━━━ Page ━━━
Hydrocarbon-producing wells often are stimulated by hydraulic fracturing operations, wherein a fracturing fluid may be introduced into a portion of a subterranean formation penetrated by a wellbore at a hydraulic pressure sufficient to create or enhance at least one fracture therein. Stimulating or treating the wellbore in such ways increases hydrocarbon production from the well. The fracturing equipment may be included in a completion assembly used in the overall production process. Alternatively the fracturing equipment may be removably placed in the wellbore during and/or after completion operations.
In some wells, it may be desirable to individually and selectively create multiple fractures along a wellbore at a distance apart from each other, creating multiple “pay zones.” The multiple fractures should have adequate conductivity, so that the greatest possible quantity of hydrocarbons in an oil and gas reservoir can be drained/produced into the wellbore. When stimulating a formation from a wellbore, or completing the wellbore, especially those wellbores that are highly deviated or horizontal, it may be advantageous to create multiple pay zones. Such multiple pay zones may be achieved by utilizing a variety of tools comprising a movable fracturing tool with perforating and fracturing capabilities, or with actuatable sleeve assemblies, also referred to as sleeves or casing windows, disposed in a downhole tubular.
━━━
▸ **To do**
1. In the fracturing text, list every name used for the sleeve assemblies placed in a downhole tubular.
2. Reproduce the fracturing text, everything from "In some wells, it" down to "a downhole tubular.".
The listing below is separate from the fracturing text.
━━━ Data excerpts ━━━
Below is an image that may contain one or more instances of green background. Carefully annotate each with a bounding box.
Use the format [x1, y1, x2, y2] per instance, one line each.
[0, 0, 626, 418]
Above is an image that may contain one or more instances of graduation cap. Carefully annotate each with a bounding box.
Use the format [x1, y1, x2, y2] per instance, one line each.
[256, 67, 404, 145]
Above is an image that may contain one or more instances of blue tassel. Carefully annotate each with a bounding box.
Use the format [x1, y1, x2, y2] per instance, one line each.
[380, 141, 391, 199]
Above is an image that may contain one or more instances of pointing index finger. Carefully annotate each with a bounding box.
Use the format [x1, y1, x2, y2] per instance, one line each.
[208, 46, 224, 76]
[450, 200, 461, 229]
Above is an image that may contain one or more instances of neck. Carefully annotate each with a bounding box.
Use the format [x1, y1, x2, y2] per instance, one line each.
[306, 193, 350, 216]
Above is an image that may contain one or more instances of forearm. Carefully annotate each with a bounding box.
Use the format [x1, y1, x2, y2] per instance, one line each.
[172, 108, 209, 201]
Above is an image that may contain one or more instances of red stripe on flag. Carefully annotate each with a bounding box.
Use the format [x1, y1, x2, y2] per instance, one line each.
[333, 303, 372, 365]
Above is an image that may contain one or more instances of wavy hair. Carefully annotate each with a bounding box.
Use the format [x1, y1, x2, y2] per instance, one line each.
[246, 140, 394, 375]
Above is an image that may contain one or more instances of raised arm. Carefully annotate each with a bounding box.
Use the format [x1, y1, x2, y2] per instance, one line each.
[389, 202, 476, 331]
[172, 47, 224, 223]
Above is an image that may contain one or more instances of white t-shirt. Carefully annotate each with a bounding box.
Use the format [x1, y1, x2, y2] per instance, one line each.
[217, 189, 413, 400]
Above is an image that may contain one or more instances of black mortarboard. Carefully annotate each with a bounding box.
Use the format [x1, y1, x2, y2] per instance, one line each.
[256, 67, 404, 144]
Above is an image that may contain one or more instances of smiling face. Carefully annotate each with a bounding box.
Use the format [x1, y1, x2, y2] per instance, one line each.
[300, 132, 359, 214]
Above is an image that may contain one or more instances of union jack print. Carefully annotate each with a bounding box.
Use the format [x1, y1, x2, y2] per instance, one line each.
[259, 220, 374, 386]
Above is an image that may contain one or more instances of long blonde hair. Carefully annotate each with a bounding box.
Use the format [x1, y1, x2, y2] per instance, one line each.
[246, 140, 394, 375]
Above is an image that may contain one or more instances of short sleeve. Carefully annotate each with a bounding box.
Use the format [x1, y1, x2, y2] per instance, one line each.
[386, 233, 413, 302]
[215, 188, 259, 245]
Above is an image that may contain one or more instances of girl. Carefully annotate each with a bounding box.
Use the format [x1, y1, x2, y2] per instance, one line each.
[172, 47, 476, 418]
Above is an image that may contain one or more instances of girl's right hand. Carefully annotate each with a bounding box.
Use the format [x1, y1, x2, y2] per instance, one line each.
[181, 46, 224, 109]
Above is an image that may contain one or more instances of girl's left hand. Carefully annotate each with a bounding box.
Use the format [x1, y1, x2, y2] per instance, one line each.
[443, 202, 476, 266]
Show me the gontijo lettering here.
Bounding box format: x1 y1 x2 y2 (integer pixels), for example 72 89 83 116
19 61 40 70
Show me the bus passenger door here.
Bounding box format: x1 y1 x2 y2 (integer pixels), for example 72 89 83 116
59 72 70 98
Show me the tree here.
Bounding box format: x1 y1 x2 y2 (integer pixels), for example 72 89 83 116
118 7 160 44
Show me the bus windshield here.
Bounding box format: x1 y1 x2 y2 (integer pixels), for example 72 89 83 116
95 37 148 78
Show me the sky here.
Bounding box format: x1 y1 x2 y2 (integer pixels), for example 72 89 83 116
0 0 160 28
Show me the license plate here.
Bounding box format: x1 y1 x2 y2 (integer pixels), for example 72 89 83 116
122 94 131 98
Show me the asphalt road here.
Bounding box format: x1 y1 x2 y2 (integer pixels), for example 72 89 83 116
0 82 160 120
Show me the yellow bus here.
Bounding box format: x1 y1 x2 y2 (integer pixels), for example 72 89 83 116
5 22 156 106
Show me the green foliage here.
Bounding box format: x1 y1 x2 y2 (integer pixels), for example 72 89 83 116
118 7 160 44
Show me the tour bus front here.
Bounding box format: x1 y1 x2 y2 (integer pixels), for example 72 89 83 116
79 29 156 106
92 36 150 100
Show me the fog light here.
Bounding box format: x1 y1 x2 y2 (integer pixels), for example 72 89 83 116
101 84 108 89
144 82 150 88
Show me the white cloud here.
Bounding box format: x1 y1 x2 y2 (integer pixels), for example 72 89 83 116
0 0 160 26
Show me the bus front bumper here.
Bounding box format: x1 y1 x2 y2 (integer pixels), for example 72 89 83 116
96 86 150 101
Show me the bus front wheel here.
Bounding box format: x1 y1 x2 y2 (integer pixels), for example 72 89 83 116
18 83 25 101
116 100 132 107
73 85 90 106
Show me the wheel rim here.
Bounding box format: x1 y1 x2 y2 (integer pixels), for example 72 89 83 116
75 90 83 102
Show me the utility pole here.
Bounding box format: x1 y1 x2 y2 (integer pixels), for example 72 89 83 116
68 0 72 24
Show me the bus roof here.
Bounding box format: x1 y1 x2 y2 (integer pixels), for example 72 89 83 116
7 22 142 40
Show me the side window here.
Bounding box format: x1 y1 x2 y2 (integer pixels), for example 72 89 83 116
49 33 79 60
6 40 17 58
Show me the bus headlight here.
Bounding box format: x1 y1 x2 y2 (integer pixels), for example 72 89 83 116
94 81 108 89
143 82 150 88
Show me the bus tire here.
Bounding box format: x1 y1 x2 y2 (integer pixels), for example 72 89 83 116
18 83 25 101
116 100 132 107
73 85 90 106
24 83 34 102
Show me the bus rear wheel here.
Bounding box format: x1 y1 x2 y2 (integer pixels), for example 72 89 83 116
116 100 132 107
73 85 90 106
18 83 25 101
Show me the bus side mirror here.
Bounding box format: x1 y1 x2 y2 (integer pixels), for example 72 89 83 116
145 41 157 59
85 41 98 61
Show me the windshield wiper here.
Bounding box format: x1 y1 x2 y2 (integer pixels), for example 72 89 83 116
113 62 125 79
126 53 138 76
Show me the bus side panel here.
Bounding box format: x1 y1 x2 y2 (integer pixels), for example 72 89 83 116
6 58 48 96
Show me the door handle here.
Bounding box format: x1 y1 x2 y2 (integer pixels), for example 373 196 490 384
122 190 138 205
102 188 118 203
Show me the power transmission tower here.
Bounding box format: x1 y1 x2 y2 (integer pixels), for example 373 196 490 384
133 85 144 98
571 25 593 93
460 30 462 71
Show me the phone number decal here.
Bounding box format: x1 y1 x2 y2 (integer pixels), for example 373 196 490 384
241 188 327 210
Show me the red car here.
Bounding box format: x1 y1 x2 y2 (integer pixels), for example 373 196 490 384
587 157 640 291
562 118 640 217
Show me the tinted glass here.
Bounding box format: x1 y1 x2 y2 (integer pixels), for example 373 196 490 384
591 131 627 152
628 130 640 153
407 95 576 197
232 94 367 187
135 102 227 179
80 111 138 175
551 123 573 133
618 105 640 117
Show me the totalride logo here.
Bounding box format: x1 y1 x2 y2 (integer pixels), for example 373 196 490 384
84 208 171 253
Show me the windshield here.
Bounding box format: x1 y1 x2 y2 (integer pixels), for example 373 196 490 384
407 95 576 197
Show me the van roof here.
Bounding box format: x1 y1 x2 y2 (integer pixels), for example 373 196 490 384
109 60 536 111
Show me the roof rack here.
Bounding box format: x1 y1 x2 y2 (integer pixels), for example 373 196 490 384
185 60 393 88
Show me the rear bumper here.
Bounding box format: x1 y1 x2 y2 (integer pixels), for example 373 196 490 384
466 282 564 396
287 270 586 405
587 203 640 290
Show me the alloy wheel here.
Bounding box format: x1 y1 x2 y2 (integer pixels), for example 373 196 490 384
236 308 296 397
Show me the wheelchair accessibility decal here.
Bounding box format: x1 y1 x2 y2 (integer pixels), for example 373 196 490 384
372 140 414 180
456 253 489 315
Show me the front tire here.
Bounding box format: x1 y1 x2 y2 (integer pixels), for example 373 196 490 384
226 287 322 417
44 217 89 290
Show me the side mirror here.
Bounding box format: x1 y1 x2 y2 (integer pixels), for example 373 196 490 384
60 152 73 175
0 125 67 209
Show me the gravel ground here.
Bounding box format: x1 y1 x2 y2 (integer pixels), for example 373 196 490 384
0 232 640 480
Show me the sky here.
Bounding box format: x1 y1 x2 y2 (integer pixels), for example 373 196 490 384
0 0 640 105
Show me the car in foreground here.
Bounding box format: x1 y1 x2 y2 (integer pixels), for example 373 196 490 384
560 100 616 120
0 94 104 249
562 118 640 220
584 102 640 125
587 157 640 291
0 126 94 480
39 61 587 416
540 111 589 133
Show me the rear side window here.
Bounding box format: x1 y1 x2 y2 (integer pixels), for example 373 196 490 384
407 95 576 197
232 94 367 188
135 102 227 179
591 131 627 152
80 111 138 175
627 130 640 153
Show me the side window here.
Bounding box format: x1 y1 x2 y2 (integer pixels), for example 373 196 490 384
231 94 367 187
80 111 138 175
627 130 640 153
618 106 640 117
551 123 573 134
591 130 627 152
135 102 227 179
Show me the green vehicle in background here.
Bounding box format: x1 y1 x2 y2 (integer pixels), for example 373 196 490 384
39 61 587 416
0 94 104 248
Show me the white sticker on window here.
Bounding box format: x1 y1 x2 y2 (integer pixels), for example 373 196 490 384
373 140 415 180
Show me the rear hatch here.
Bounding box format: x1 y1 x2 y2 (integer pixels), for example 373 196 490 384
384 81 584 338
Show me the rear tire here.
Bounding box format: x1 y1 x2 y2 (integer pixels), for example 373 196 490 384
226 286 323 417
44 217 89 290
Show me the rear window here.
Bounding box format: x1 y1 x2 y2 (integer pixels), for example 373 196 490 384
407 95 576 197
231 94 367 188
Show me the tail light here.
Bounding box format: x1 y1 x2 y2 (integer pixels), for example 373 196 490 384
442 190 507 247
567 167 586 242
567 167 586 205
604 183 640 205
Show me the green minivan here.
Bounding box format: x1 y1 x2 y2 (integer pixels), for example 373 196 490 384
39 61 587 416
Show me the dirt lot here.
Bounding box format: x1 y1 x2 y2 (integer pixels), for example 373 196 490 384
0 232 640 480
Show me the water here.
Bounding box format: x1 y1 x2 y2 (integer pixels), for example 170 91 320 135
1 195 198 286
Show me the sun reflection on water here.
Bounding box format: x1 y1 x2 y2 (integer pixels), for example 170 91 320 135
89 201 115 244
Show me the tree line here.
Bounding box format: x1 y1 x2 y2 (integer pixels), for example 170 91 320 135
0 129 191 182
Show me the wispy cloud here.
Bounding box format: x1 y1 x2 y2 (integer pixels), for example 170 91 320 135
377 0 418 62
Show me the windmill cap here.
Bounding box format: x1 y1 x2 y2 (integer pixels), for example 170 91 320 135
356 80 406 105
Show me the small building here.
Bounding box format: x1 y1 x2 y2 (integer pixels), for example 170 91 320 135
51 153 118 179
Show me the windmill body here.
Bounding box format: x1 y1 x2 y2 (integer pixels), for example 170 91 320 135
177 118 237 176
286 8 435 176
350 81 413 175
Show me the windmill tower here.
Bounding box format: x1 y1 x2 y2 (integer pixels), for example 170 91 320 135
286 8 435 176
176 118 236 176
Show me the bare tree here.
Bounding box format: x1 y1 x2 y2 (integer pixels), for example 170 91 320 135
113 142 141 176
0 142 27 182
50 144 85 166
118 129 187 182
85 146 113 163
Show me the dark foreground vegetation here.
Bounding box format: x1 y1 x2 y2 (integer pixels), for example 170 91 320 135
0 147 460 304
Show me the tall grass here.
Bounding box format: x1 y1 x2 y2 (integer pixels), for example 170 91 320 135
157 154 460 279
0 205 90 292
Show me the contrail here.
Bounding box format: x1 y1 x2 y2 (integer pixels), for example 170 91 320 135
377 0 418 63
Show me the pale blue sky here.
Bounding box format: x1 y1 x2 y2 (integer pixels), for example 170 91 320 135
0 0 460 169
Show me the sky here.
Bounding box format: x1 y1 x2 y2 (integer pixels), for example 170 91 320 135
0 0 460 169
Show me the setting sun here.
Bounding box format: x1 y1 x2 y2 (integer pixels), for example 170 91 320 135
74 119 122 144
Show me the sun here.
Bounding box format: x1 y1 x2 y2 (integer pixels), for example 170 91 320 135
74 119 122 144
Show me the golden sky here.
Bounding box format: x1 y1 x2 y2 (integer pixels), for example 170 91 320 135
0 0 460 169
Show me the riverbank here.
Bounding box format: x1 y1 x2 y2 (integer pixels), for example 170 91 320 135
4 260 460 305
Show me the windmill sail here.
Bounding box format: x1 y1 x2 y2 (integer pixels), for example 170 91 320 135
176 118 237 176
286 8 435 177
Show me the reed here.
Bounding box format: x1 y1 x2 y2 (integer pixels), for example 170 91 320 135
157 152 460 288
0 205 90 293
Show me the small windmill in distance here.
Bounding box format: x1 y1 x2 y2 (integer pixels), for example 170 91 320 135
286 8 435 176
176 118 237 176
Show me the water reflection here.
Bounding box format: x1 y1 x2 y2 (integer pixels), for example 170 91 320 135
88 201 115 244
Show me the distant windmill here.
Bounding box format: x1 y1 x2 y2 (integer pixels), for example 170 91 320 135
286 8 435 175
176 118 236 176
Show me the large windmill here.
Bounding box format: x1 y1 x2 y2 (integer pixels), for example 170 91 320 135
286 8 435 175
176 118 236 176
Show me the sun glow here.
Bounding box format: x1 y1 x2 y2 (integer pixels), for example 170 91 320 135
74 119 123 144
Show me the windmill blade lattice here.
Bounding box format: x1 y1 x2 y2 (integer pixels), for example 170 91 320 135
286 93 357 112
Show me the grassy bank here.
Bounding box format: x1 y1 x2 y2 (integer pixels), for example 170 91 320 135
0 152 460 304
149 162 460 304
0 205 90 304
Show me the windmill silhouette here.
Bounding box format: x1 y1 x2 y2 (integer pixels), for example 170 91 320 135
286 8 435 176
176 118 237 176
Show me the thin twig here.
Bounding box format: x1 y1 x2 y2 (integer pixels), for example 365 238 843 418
━━━
▸ **Answers in order**
1. actuatable sleeve assemblies, sleeves, casing windows

2.
In some wells, it may be desirable to individually and selectively create multiple fractures along a wellbore at a distance apart from each other, creating multiple “pay zones.” The multiple fractures should have adequate conductivity, so that the greatest possible quantity of hydrocarbons in an oil and gas reservoir can be drained/produced into the wellbore. When stimulating a formation from a wellbore, or completing the wellbore, especially those wellbores that are highly deviated or horizontal, it may be advantageous to create multiple pay zones. Such multiple pay zones may be achieved by utilizing a variety of tools comprising a movable fracturing tool with perforating and fracturing capabilities, or with actuatable sleeve assemblies, also referred to as sleeves or casing windows, disposed in a downhole tubular.